=== Section Start ===

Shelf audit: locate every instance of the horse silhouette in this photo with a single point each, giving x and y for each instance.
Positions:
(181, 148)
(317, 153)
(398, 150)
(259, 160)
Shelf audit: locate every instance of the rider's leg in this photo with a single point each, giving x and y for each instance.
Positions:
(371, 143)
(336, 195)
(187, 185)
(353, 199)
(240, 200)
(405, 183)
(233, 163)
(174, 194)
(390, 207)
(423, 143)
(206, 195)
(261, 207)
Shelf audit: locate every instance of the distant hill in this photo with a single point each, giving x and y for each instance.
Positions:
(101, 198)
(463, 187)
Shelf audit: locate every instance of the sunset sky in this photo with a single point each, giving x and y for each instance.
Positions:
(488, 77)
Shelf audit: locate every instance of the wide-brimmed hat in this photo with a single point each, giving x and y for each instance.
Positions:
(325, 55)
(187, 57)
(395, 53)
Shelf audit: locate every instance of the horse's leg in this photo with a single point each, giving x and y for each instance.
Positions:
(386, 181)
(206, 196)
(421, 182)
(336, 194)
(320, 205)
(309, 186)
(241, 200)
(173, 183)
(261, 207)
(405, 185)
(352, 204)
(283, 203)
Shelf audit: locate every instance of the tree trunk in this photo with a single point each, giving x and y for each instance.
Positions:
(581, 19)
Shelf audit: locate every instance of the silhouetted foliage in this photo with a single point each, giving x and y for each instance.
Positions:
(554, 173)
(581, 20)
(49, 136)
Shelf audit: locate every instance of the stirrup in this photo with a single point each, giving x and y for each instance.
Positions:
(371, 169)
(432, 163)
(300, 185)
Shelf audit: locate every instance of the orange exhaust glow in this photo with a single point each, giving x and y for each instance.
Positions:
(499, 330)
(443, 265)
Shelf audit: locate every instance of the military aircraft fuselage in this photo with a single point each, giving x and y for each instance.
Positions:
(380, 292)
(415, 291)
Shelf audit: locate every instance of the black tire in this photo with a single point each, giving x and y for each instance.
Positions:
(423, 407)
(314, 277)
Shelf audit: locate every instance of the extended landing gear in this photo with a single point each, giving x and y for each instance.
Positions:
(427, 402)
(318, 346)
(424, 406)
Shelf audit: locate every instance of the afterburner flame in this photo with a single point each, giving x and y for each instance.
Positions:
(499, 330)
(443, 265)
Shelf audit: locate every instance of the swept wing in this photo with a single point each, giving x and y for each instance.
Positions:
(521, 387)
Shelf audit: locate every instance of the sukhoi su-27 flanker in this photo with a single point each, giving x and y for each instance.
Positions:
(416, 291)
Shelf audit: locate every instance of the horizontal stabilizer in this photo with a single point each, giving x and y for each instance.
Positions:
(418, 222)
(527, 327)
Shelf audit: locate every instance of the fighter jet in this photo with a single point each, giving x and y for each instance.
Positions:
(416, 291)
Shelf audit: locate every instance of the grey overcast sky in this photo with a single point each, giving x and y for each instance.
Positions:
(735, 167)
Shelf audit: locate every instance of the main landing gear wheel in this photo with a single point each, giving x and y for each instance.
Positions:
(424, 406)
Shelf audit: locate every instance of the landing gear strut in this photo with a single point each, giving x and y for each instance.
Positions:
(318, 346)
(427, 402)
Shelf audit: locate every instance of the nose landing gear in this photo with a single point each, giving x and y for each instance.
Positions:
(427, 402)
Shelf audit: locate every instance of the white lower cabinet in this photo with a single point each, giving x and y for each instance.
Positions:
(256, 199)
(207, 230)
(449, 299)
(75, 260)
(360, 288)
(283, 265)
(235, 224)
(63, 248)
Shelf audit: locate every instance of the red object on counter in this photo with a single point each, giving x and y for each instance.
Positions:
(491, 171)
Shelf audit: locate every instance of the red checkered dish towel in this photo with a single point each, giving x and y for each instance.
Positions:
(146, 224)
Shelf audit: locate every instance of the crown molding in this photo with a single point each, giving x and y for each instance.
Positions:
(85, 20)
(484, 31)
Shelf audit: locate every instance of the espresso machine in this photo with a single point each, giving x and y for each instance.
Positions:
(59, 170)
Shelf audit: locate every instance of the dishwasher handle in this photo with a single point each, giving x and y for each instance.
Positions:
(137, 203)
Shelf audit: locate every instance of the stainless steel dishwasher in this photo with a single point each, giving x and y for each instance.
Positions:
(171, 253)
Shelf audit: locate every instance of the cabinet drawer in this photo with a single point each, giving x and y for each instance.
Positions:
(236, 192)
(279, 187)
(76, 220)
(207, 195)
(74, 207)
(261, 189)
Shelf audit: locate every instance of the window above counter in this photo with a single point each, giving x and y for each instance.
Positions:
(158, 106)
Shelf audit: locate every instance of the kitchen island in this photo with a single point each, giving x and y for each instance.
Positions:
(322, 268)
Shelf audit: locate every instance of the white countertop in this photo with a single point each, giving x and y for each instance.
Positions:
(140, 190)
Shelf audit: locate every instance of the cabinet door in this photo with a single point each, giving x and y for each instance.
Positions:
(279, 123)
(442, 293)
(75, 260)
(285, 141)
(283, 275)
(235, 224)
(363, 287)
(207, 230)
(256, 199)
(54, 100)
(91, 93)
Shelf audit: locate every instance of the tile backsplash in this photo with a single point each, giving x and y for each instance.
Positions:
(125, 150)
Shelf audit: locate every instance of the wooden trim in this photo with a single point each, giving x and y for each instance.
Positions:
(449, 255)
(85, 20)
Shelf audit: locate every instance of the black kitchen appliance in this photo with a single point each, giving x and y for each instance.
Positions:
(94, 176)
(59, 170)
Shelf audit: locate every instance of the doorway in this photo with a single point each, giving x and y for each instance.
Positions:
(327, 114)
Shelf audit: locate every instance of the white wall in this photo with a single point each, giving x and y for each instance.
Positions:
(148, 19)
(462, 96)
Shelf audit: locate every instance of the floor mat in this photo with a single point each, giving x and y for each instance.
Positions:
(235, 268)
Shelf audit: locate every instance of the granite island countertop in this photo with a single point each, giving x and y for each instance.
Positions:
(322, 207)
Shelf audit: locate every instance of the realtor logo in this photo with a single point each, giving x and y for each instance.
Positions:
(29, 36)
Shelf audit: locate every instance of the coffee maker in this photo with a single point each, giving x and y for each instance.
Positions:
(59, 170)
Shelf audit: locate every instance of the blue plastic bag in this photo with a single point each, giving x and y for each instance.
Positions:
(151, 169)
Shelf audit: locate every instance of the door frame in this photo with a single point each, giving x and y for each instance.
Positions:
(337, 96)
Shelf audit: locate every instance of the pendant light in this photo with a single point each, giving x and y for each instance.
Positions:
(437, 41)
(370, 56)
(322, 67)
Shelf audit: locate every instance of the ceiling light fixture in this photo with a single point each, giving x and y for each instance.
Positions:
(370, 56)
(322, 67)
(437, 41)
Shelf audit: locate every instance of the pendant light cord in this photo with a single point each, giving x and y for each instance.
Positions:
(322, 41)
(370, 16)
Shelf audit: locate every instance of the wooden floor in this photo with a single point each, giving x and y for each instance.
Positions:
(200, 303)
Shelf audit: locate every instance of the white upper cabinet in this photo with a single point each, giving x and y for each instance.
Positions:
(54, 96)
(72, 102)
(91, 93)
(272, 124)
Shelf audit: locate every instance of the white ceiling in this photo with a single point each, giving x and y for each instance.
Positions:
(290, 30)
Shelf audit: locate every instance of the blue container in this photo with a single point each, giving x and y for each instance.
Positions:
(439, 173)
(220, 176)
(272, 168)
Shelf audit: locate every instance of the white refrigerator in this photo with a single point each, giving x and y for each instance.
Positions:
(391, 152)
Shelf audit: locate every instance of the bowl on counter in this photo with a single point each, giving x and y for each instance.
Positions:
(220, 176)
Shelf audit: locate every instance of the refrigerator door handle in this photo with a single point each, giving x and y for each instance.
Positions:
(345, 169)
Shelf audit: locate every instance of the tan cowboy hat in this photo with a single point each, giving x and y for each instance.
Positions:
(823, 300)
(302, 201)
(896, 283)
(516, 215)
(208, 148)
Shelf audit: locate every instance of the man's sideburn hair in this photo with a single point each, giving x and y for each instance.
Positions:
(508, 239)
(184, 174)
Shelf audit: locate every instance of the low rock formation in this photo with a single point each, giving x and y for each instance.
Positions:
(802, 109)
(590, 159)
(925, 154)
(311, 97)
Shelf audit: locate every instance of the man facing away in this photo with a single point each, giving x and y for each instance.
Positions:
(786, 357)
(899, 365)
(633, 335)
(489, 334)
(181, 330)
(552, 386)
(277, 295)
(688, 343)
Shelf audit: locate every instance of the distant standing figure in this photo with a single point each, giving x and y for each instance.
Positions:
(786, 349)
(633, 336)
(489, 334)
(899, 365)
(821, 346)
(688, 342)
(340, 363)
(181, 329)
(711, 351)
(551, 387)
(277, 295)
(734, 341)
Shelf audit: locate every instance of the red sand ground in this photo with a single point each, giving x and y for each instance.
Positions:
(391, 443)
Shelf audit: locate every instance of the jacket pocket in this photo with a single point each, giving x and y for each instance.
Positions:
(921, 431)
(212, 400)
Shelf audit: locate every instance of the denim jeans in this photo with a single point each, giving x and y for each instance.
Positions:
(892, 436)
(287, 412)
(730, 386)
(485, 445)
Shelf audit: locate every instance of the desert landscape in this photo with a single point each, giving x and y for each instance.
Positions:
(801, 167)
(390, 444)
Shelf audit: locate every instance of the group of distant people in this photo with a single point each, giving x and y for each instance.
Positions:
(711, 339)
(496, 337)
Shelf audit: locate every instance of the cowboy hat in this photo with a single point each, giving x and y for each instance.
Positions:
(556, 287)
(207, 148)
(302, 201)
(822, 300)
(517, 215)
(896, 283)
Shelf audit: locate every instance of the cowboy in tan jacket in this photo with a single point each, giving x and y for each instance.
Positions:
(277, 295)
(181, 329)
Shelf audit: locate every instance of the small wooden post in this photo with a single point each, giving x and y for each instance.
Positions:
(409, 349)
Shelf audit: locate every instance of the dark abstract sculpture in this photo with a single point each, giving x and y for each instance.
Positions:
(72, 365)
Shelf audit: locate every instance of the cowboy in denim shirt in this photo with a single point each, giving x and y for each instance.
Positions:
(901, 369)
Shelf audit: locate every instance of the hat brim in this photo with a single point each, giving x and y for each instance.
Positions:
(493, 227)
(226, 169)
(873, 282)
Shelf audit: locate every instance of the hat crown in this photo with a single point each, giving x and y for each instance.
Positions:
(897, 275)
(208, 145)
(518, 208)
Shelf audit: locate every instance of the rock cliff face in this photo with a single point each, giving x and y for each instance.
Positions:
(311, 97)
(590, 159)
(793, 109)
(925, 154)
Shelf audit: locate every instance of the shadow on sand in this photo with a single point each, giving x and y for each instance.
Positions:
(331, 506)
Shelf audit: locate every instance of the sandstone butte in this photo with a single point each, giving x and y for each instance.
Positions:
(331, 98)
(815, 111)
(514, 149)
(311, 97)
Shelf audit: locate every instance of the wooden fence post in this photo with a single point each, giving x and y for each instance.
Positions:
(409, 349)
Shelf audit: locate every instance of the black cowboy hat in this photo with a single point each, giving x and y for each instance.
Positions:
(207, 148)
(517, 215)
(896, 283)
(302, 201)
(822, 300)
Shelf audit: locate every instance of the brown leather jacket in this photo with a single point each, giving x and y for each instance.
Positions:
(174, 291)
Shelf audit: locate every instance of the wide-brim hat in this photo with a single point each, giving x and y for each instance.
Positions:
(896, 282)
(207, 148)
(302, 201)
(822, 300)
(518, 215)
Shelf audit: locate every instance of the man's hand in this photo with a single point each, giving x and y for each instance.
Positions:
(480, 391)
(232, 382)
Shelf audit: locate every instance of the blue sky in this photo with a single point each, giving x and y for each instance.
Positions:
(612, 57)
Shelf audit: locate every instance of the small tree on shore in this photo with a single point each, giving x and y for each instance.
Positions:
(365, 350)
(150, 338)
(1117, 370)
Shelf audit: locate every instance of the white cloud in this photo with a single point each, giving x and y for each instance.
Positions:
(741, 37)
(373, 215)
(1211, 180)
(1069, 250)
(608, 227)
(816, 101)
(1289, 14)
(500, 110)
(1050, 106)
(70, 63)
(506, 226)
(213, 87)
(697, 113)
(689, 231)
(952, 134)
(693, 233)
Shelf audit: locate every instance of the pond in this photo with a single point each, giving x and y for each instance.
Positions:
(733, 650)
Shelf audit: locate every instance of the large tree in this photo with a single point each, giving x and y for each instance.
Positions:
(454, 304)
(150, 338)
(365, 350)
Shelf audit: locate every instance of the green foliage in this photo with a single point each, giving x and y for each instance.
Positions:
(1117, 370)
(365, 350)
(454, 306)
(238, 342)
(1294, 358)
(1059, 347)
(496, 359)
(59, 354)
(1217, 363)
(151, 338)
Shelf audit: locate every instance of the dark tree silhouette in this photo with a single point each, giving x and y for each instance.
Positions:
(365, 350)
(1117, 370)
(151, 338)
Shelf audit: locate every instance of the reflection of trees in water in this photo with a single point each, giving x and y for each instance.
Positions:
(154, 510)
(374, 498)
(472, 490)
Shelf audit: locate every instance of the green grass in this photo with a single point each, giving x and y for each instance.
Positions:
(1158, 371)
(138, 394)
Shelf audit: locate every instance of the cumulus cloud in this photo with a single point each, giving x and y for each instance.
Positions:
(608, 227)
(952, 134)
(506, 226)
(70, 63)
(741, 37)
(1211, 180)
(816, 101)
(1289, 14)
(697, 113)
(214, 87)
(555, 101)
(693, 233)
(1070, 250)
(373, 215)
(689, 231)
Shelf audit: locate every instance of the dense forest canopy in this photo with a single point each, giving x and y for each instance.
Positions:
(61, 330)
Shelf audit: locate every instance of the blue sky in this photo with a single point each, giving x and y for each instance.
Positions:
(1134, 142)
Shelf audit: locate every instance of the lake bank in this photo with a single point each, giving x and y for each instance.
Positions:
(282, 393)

=== Section End ===

**Instructions to follow**
Within the records above, how many lines include the word "ceiling"? Only the number is wanted.

**Written answer**
2